### EXTRACT PROVIDED
All the Code of the series can be found at the Github repository:
https://github.com/drifter1/compiler

Introduction

Hello it's a me again @drifter1! Today we continue with my Compiler Series, a series where we implement a complete compiler for a simple C-like language by using the C-tools Flex and Bison. In this article we will generate Assembly Code for Declarations and Initializations.

Requirements:

Actually you need to read and understand all the topics that I covered in the series as a whole, as these articles will give you access to knowledge about:

What Compiler Design is (mainly the steps)
For which exact Language the Compiler is build for (Tokens and Grammar)
How to use Flex and Bison
How to implement a lexer and parser for the language using those tools
What the Symbol Table is and how we implement it
How we combine Flex and Bison together
How we can pass information from the Lexer to the Parser
How we define operator priorities, precedencies and associativity
What Semantic Analysis is (Attributes, SDT etc.)
How we do the so called "Scope Resolution"
How we declare types and check the type inter-compatibility for different cases that include function parameters and assignments
How we check function calls later on using a "Revisit queue", as function declarations mostly happen after functions get used (in our Language)
Intermediate Code Representations, including AST's
How we implement an AST (structure and management)
Action Rules for AST nodes and more
The target system's architecture and its assembly language (MIPS)

Difficulty:

Talking about the series in general this series can be rated:

Intermediate to Advanced

Today's topic(s) can be rated:

Easy

So, without further ado, let's now finally start with the actual Tutorial...

### STORED DATA
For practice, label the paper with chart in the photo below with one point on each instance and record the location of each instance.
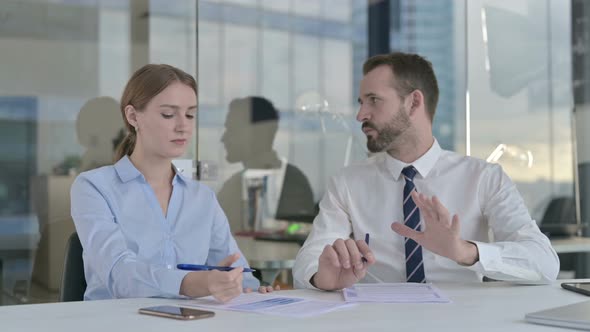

### YOUR TASKS
1. In the Requirements list of the compiler tutorial excerpt, which items begin with the words "How we"? Give each item in full.
2. Answer these questions from the compiler tutorial excerpt:
(a) Which two C-tools does the series use to implement the compiler?
(b) What assembly language does the target system use?
(c) How is the difficulty of today's topic rated?
3. Duplicate the part of the compiler tutorial excerpt that begins at the words "For which exact" and stops after "(structure and management)".
The listing has no connection to the compiler tutorial excerpt.

### FULL ANSWERS
1.
How we combine Flex and Bison together
How we can pass information from the Lexer to the Parser
How we define operator priorities, precedencies and associativity
How we do the so called "Scope Resolution"
How we declare types and check the type inter-compatibility for different cases that include function parameters and assignments
How we check function calls later on using a "Revisit queue", as function declarations mostly happen after functions get used (in our Language)
How we implement an AST (structure and management)

2.
(a) Flex and Bison
(b) MIPS
(c) Easy

3.
For which exact Language the Compiler is build for (Tokens and Grammar)
How to use Flex and Bison
How to implement a lexer and parser for the language using those tools
What the Symbol Table is and how we implement it
How we combine Flex and Bison together
How we can pass information from the Lexer to the Parser
How we define operator priorities, precedencies and associativity
What Semantic Analysis is (Attributes, SDT etc.)
How we do the so called "Scope Resolution"
How we declare types and check the type inter-compatibility for different cases that include function parameters and assignments
How we check function calls later on using a "Revisit queue", as function declarations mostly happen after functions get used (in our Language)
Intermediate Code Representations, including AST's
How we implement an AST (structure and management)